(Point annotation records)
-=-=-=-=-

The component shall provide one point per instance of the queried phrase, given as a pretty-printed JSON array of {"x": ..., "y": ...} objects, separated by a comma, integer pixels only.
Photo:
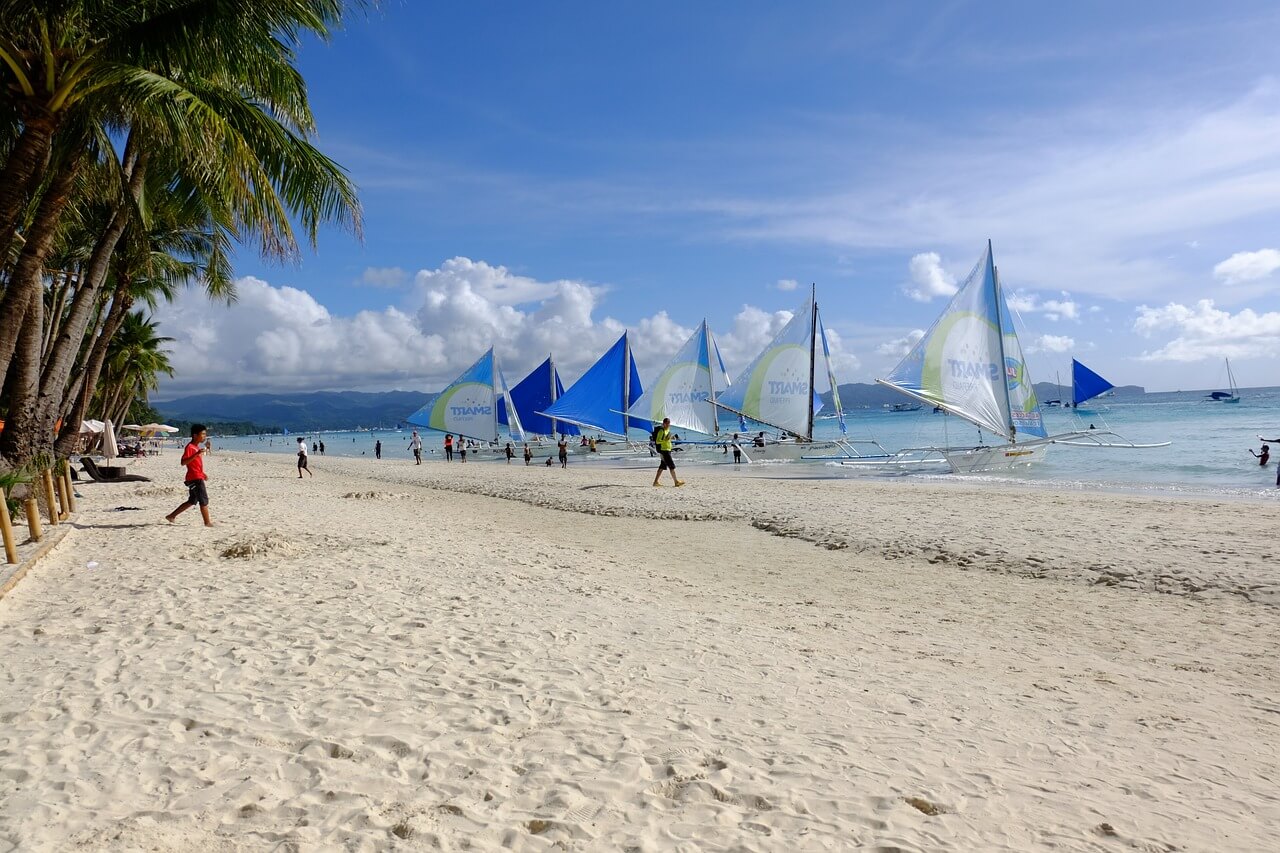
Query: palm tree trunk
[
  {"x": 82, "y": 388},
  {"x": 22, "y": 172},
  {"x": 56, "y": 310},
  {"x": 67, "y": 346},
  {"x": 26, "y": 277},
  {"x": 22, "y": 438}
]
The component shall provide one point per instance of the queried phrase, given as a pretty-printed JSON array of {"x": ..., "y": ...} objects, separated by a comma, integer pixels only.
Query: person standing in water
[
  {"x": 193, "y": 457},
  {"x": 302, "y": 459},
  {"x": 663, "y": 441}
]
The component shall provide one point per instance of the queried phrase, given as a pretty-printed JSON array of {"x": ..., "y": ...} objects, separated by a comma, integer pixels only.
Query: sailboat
[
  {"x": 1087, "y": 384},
  {"x": 600, "y": 398},
  {"x": 777, "y": 389},
  {"x": 970, "y": 364},
  {"x": 469, "y": 405},
  {"x": 1228, "y": 396},
  {"x": 531, "y": 395}
]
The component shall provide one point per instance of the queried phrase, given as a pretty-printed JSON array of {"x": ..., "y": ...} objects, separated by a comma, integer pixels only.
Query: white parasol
[{"x": 109, "y": 447}]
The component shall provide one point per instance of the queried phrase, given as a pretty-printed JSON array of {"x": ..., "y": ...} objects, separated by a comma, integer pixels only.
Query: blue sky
[{"x": 542, "y": 176}]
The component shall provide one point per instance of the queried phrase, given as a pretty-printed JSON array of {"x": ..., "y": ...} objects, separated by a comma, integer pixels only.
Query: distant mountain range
[
  {"x": 357, "y": 409},
  {"x": 300, "y": 411}
]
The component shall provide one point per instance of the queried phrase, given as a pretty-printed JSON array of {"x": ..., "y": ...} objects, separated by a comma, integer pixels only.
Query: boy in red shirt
[{"x": 193, "y": 457}]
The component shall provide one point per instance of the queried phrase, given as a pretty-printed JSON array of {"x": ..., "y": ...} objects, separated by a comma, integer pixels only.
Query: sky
[{"x": 542, "y": 177}]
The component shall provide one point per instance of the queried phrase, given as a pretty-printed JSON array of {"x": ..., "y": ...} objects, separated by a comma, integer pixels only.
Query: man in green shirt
[{"x": 662, "y": 439}]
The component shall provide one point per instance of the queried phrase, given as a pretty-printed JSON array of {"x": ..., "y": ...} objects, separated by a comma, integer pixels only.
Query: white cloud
[
  {"x": 1052, "y": 343},
  {"x": 1123, "y": 179},
  {"x": 1247, "y": 267},
  {"x": 899, "y": 347},
  {"x": 280, "y": 338},
  {"x": 1205, "y": 332},
  {"x": 928, "y": 278},
  {"x": 387, "y": 277}
]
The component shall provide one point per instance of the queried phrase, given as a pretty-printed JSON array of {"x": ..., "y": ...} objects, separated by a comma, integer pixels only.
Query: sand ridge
[{"x": 442, "y": 669}]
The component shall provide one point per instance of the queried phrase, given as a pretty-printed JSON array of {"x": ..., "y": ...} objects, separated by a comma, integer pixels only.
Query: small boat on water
[{"x": 1226, "y": 396}]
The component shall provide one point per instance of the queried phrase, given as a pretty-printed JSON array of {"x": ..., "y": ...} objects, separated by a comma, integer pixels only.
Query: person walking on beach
[
  {"x": 663, "y": 439},
  {"x": 193, "y": 459},
  {"x": 302, "y": 459}
]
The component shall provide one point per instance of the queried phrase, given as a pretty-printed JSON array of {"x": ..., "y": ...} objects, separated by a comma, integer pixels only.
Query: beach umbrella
[{"x": 109, "y": 447}]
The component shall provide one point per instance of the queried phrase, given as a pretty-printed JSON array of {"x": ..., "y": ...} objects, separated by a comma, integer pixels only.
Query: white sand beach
[{"x": 475, "y": 657}]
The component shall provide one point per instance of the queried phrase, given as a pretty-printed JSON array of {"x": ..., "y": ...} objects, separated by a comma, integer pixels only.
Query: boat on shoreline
[{"x": 970, "y": 364}]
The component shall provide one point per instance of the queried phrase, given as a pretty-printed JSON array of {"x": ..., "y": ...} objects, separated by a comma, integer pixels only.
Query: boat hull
[{"x": 1004, "y": 457}]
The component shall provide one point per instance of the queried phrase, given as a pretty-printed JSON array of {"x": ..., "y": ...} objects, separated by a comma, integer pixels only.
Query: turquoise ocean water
[{"x": 1208, "y": 456}]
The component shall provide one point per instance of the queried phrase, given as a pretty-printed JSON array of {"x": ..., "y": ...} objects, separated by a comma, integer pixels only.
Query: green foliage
[{"x": 9, "y": 480}]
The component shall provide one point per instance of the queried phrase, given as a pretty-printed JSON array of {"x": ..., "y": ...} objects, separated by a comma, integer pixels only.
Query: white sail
[
  {"x": 776, "y": 387},
  {"x": 959, "y": 365}
]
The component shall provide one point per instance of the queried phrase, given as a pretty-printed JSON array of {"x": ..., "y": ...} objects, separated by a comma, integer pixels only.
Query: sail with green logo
[
  {"x": 469, "y": 405},
  {"x": 686, "y": 388},
  {"x": 777, "y": 387},
  {"x": 969, "y": 363}
]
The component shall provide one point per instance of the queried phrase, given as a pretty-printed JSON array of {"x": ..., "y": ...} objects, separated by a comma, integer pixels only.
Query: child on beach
[
  {"x": 193, "y": 459},
  {"x": 302, "y": 459}
]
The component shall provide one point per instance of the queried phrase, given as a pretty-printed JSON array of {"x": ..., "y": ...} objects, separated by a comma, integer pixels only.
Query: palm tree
[
  {"x": 136, "y": 359},
  {"x": 210, "y": 95}
]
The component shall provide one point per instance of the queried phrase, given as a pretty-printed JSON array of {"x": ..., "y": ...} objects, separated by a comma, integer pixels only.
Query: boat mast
[
  {"x": 551, "y": 360},
  {"x": 626, "y": 381},
  {"x": 1000, "y": 334},
  {"x": 493, "y": 381},
  {"x": 813, "y": 355}
]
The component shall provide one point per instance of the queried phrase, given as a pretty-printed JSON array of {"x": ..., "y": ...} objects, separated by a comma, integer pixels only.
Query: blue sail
[
  {"x": 607, "y": 389},
  {"x": 1086, "y": 384},
  {"x": 531, "y": 396}
]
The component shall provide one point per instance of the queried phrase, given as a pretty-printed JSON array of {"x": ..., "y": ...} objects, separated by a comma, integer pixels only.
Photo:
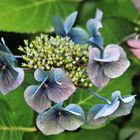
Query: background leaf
[{"x": 30, "y": 16}]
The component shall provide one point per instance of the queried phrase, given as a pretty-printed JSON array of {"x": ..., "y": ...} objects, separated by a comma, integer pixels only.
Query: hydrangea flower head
[
  {"x": 57, "y": 119},
  {"x": 119, "y": 106},
  {"x": 55, "y": 86},
  {"x": 50, "y": 52},
  {"x": 112, "y": 64},
  {"x": 10, "y": 76}
]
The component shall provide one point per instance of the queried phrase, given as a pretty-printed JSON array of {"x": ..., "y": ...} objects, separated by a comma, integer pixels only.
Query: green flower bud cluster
[{"x": 51, "y": 52}]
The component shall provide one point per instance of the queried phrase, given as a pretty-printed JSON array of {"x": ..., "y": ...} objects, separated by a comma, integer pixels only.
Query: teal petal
[
  {"x": 72, "y": 117},
  {"x": 37, "y": 98},
  {"x": 61, "y": 88},
  {"x": 78, "y": 35},
  {"x": 108, "y": 110},
  {"x": 91, "y": 114},
  {"x": 10, "y": 79},
  {"x": 126, "y": 104}
]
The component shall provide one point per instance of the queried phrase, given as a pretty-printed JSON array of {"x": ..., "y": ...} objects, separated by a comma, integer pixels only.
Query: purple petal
[
  {"x": 111, "y": 53},
  {"x": 93, "y": 54},
  {"x": 134, "y": 43},
  {"x": 48, "y": 124},
  {"x": 116, "y": 69},
  {"x": 40, "y": 75},
  {"x": 99, "y": 15},
  {"x": 126, "y": 104},
  {"x": 62, "y": 88},
  {"x": 9, "y": 81},
  {"x": 108, "y": 110},
  {"x": 72, "y": 117},
  {"x": 36, "y": 97},
  {"x": 136, "y": 52}
]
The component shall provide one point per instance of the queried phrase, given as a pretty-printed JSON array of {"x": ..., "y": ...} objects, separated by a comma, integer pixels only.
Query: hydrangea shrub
[{"x": 73, "y": 58}]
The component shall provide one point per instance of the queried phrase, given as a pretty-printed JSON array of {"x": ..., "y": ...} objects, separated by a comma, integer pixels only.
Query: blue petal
[
  {"x": 70, "y": 20},
  {"x": 126, "y": 104},
  {"x": 108, "y": 110},
  {"x": 61, "y": 88},
  {"x": 78, "y": 35},
  {"x": 72, "y": 117},
  {"x": 36, "y": 97},
  {"x": 99, "y": 15},
  {"x": 47, "y": 122},
  {"x": 91, "y": 114},
  {"x": 96, "y": 40},
  {"x": 58, "y": 26},
  {"x": 93, "y": 25},
  {"x": 40, "y": 75},
  {"x": 10, "y": 79}
]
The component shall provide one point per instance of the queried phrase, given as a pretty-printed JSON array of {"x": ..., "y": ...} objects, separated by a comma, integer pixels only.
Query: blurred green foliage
[{"x": 35, "y": 16}]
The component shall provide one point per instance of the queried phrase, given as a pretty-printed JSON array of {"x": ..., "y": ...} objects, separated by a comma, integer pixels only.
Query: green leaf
[
  {"x": 126, "y": 132},
  {"x": 110, "y": 8},
  {"x": 15, "y": 116},
  {"x": 30, "y": 16},
  {"x": 114, "y": 29}
]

-=-=-=-=-

**AIM:** List each line from the rows above that contains the word "shirt".

**ANSWER TO THE PROBLEM:**
Query: boy in red shirt
Query: man in green shirt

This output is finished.